===== EXCERPTED TEXT
In my blog post “Frégier’s Theorem and Frégier Points” I introduced Fregier’s theorem. In this post I want to show an alternative way of constructing or finding the corresponding Fregier points for points on a Parabola. This alternative method makes use of the Vertex point and the parabola’s axis of symmetry.

I am not sure if this method is covered in other math sources. I discovered this method while “playing” in GeoGebra. If anybody knows a source, please comment or send me an e-mail so I can include in this blog post.

### Let’s Draw A Fregier Point

In the image below, V is the vertex of the parabola and P is a point on the parabola. The line passing through V is the axis of symmetry of the parabola and we want to find P’, which is the Fregier point corresponding to P.
==========
===== COLLECTED DATA
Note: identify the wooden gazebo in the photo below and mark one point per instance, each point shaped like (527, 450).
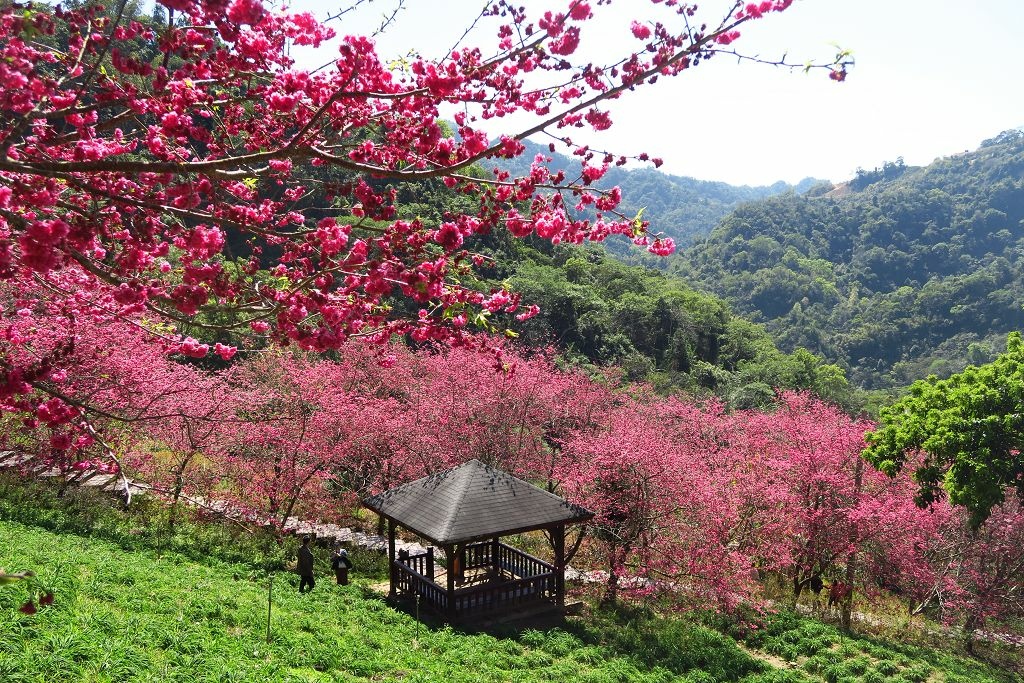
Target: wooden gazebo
==========
TASKS TO PERFORM:
**1.** In the Frégier point post, what two features of the parabola does the alternative method rely on?
**2.** Copy the passage of the Frégier point post starting with "In my blog post" and going on through "corresponding to P.".
The data come from a separate source, unrelated to the Frégier point post.

IN RESPONSE:
**1.** The vertex point and the parabola's axis of symmetry.

**2.**
In my blog post “Frégier’s Theorem and Frégier Points” I introduced Fregier’s theorem. In this post I want to show an alternative way of constructing or finding the corresponding Fregier points for points on a Parabola. This alternative method makes use of the Vertex point and the parabola’s axis of symmetry.

I am not sure if this method is covered in other math sources. I discovered this method while “playing” in GeoGebra. If anybody knows a source, please comment or send me an e-mail so I can include in this blog post.

### Let’s Draw A Fregier Point

In the image below, V is the vertex of the parabola and P is a point on the parabola. The line passing through V is the axis of symmetry of the parabola and we want to find P’, which is the Fregier point corresponding to P.